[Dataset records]
******************************
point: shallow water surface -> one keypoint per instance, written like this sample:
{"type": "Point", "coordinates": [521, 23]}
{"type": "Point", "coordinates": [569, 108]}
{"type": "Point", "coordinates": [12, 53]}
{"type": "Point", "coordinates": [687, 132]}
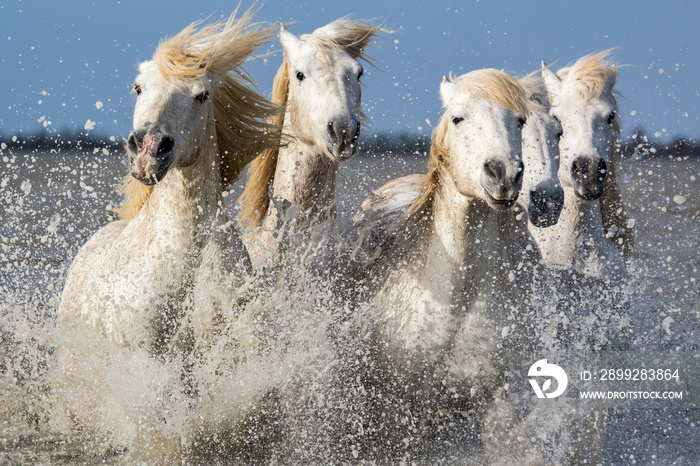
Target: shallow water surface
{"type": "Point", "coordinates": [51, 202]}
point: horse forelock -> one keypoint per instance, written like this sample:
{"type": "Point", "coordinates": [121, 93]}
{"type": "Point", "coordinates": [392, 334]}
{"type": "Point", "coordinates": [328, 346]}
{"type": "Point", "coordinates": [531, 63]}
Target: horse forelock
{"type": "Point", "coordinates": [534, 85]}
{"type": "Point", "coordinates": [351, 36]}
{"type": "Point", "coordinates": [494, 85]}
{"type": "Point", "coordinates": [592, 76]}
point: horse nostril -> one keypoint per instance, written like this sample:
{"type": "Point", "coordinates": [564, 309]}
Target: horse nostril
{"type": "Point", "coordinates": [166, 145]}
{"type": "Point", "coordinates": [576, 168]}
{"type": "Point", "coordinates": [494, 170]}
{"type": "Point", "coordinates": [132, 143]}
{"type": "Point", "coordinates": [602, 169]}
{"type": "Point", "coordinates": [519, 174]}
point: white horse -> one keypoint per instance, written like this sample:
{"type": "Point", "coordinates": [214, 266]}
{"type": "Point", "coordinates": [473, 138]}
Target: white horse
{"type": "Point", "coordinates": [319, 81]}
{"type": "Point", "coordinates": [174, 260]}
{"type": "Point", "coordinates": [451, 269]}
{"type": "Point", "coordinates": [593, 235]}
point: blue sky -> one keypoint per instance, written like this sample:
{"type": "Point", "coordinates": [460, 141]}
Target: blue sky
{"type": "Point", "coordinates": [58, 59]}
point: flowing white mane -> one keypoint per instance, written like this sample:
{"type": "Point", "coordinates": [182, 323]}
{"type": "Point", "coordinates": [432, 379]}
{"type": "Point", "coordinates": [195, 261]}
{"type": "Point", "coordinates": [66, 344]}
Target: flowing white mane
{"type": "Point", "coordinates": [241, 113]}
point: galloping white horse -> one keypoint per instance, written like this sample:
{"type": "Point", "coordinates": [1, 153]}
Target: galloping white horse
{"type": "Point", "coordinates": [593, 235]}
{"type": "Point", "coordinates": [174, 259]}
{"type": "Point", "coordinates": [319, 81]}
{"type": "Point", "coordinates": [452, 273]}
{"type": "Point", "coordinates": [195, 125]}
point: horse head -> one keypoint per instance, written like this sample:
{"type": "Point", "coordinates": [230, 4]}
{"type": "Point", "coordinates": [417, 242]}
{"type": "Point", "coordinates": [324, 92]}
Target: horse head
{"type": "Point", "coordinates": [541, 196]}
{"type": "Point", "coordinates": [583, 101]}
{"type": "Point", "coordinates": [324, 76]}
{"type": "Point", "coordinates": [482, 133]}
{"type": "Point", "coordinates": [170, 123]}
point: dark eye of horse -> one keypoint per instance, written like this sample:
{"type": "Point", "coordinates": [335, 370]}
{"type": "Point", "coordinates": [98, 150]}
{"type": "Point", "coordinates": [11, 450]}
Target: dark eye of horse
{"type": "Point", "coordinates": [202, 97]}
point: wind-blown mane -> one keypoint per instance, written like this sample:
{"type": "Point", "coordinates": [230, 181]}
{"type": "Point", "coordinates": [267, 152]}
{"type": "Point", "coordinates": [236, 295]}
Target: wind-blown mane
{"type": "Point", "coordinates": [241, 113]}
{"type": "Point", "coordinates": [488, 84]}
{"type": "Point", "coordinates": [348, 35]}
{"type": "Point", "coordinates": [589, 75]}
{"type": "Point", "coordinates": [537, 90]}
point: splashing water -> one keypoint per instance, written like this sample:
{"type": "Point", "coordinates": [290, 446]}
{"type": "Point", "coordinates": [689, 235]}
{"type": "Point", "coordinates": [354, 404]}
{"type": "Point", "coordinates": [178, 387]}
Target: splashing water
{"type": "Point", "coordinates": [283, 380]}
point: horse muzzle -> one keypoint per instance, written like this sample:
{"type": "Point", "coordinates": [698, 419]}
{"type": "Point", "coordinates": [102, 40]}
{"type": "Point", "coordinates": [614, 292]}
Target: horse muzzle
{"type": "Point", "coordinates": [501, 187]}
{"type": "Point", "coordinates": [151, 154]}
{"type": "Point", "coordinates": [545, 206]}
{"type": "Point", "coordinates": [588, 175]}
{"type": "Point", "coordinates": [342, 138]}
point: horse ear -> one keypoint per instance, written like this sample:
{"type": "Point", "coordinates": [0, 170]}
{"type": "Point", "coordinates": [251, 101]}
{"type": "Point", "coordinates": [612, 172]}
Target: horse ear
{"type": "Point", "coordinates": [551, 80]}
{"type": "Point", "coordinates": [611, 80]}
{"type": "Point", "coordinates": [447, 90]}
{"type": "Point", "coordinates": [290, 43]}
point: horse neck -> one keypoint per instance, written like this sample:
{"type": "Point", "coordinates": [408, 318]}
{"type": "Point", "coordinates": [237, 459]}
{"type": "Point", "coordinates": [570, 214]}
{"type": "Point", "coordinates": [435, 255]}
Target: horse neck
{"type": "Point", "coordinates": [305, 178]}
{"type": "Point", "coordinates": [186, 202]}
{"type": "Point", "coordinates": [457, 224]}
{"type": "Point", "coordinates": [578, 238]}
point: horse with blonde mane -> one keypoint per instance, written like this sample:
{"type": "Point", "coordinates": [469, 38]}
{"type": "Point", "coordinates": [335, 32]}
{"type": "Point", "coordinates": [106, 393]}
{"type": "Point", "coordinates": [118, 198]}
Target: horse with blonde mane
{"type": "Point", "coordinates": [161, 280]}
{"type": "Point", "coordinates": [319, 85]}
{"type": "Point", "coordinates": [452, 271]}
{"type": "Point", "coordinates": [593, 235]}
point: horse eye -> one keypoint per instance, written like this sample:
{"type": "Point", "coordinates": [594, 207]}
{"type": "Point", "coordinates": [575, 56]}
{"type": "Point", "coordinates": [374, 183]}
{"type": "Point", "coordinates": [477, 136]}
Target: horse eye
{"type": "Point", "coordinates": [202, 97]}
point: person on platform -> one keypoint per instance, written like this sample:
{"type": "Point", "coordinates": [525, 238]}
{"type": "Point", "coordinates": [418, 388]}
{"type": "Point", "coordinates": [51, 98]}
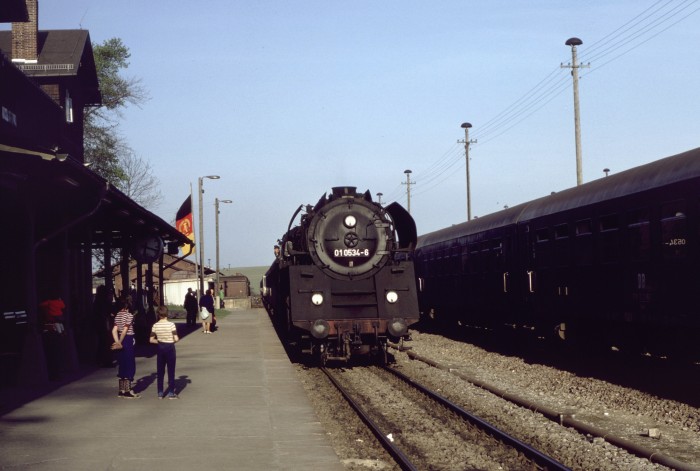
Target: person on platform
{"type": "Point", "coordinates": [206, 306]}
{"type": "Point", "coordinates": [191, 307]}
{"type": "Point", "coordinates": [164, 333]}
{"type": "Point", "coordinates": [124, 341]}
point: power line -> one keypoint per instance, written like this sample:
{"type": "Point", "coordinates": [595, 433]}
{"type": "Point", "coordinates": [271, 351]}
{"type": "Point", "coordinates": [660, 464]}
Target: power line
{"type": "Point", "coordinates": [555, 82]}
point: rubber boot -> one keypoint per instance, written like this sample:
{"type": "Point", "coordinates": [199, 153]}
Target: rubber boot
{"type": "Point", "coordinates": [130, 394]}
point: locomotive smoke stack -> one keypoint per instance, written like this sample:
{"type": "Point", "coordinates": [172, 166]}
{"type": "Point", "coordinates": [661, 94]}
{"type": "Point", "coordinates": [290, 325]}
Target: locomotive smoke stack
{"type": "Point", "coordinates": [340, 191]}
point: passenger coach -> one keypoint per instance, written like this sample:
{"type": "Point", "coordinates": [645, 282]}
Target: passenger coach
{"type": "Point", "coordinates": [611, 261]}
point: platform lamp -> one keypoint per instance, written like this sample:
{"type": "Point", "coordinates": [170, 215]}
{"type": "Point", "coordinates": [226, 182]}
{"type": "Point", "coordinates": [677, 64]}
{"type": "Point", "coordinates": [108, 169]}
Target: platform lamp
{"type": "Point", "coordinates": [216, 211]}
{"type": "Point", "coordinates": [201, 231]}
******************************
Exercise prompt >> Starting at the line that has "Target: horse head" in the records above, restate word for word every line until the one that has "point: horse neck", and include that one as well.

Exercise result >>
Target: horse head
{"type": "Point", "coordinates": [541, 196]}
{"type": "Point", "coordinates": [583, 101]}
{"type": "Point", "coordinates": [324, 76]}
{"type": "Point", "coordinates": [482, 133]}
{"type": "Point", "coordinates": [170, 123]}
point: dark eye of horse -> one keypoint per instance, written like this sample:
{"type": "Point", "coordinates": [335, 370]}
{"type": "Point", "coordinates": [98, 150]}
{"type": "Point", "coordinates": [11, 450]}
Target: dark eye of horse
{"type": "Point", "coordinates": [202, 97]}
point: wind-blown mane -> one keypoint per instance, written like this sample:
{"type": "Point", "coordinates": [230, 181]}
{"type": "Point", "coordinates": [267, 152]}
{"type": "Point", "coordinates": [236, 295]}
Target: wind-blown mane
{"type": "Point", "coordinates": [241, 113]}
{"type": "Point", "coordinates": [488, 84]}
{"type": "Point", "coordinates": [348, 35]}
{"type": "Point", "coordinates": [589, 75]}
{"type": "Point", "coordinates": [537, 90]}
point: splashing water -> one keypoint per instance, written like this sample:
{"type": "Point", "coordinates": [290, 446]}
{"type": "Point", "coordinates": [689, 235]}
{"type": "Point", "coordinates": [354, 404]}
{"type": "Point", "coordinates": [178, 387]}
Target: splashing water
{"type": "Point", "coordinates": [283, 380]}
point: horse muzzle -> one keypoint per instance, written like this sample:
{"type": "Point", "coordinates": [698, 419]}
{"type": "Point", "coordinates": [102, 40]}
{"type": "Point", "coordinates": [614, 292]}
Target: horse muzzle
{"type": "Point", "coordinates": [501, 187]}
{"type": "Point", "coordinates": [151, 154]}
{"type": "Point", "coordinates": [545, 206]}
{"type": "Point", "coordinates": [588, 175]}
{"type": "Point", "coordinates": [342, 138]}
point: horse ear -> one keypoint per instance, written like this sample:
{"type": "Point", "coordinates": [0, 170]}
{"type": "Point", "coordinates": [251, 101]}
{"type": "Point", "coordinates": [612, 172]}
Target: horse ear
{"type": "Point", "coordinates": [551, 80]}
{"type": "Point", "coordinates": [611, 80]}
{"type": "Point", "coordinates": [447, 90]}
{"type": "Point", "coordinates": [290, 43]}
point: horse neck -> one keypoint per instance, written like this sample:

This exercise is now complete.